>> begin Selection

But what could make Deve Gowda a giant killer in Chamundeshwari is the understanding between the JD(S) and the BJP. The 66-year-old couches it in political language pointing out that people will vote for whoever has a better chance of defeating the Congress. In Chamundeshwari, Gowda believes the Bharatiya Janata Party supporters will vote for him as their party candidate is weak.

Members of Gowda’s strategy, however, are more forthcoming with the arrangement they have worked out with the BJP. They are confident that the vote transfer of BJP to Gowda will ensure Siddaramaiah’s defeat.

But even as the JD(S) and BJP work out a deal to get Siddaramaiah into trouble, the fact that he is chief minister can make all the difference to the voter’s psyche. I ask Mysuru-based Kannada author Preethi Nagaraj whether the temptation of Chamundeshwari’s electorate to see the CM as their MLA and the prestige of being called the CM’s constituency will see Siddaramaiah through.

“The local population may much rather have their MLA accessible to them in Mysuru. If they elect Siddaramaiah, they will have to go to Bengaluru everytime they have an issue. That could also work as a factor in Gowda’s favour,” says Nagaraj. The number of days Siddaramaiah has devoted to campaigning in Chamundeshwari is a pointer to a tight contest. Even though he has Badami as a safety net, Siddaramaiah would not like to lose in the constituency that gave him political life. Moreover, Mysuru is his home while he would still be seen as an “outsider” to Badami in Bagalkot.

How is it to be foe to Siddaramaiah who at one point in time was a dear friend, I ask Gowda.

“His animosity against me has grown over the years,” he says. “Inside the Assembly, he would throw jibes at me. But the turning point was when he restarted the probe in the Karnataka Housing Board scam. The case that was being investigated by the Lokayukta was transferred to the Anti-Corruption Bureau. Siddaramaiah’s intention is to get me and my son Harish Gowda arrested.”

The case pertains to the time when Gowda was Chairman of the Karnataka Housing Board in 2008. An FIR was filed against Harish after allegations that farmers near Mysuru were cheated on the pretext of buying land for a housing project. The case was handed over to the Anti Corruption Bureau in December 2017 when it was clear that Gowda will contest from Chamundeshwari and the JD(S) has been crying foul, calling it Siddaramaiah’s intimidation tactics to get Gowda to back off from the contest.

Are you on talking terms, I ask Gowda.

“It has been a year. Before the Nanjungud bypoll in April 2017, he had called me to tell me that I should support the Congress candidate. The JD(S) in any case, was not fighting that election. We have not spoken after that,” says Gowda.

>> end Selection
>> begin Data listing

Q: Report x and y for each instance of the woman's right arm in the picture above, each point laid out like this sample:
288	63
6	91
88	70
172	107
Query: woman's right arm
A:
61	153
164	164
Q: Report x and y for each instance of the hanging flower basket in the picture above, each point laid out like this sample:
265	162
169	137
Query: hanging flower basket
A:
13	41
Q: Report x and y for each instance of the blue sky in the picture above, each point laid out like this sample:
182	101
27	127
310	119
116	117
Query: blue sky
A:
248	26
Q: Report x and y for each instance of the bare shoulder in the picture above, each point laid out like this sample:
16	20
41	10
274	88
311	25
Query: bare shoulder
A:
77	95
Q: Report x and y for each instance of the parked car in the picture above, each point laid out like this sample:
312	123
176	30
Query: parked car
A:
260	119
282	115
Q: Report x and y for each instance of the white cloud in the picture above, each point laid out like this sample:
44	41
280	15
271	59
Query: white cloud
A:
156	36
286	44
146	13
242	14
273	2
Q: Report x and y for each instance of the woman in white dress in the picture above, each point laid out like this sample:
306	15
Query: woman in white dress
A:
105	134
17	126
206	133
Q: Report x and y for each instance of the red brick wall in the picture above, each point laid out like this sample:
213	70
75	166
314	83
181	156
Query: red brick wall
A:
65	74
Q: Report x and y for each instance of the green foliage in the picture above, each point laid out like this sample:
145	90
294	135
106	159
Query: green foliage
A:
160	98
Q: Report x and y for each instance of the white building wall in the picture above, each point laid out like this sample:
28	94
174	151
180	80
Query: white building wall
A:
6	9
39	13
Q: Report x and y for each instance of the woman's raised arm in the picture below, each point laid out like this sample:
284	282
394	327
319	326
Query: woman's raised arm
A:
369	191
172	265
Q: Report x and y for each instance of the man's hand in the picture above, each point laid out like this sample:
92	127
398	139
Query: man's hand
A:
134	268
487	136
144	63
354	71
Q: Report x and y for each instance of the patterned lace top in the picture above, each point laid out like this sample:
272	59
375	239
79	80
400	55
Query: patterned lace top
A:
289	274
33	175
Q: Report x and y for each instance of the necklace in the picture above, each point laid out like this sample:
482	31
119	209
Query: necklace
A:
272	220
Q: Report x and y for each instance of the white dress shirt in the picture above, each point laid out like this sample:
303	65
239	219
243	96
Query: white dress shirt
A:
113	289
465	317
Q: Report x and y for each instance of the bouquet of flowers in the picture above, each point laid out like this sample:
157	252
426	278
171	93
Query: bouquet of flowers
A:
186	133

>> end Data listing

> **Tasks to complete**
[A] Answer these questions about the article on the Chamundeshwari contest, one per line:
(i) How old is Deve Gowda?
(ii) In what year was Gowda Chairman of the Karnataka Housing Board?
(iii) Which place does the article name as Siddaramaiah's safety net?
[B] Rewrite the part of the article on the Chamundeshwari contest from "But even as" up to and including "see Siddaramaiah through.", replacing "psyche" with "mind".

> **Answers in order**
[A]
(i) 66
(ii) 2008
(iii) Badami

[B]
But even as the JD(S) and BJP work out a deal to get Siddaramaiah into trouble, the fact that he is chief minister can make all the difference to the voter’s mind. I ask Mysuru-based Kannada author Preethi Nagaraj whether the temptation of Chamundeshwari’s electorate to see the CM as their MLA and the prestige of being called the CM’s constituency will see Siddaramaiah through.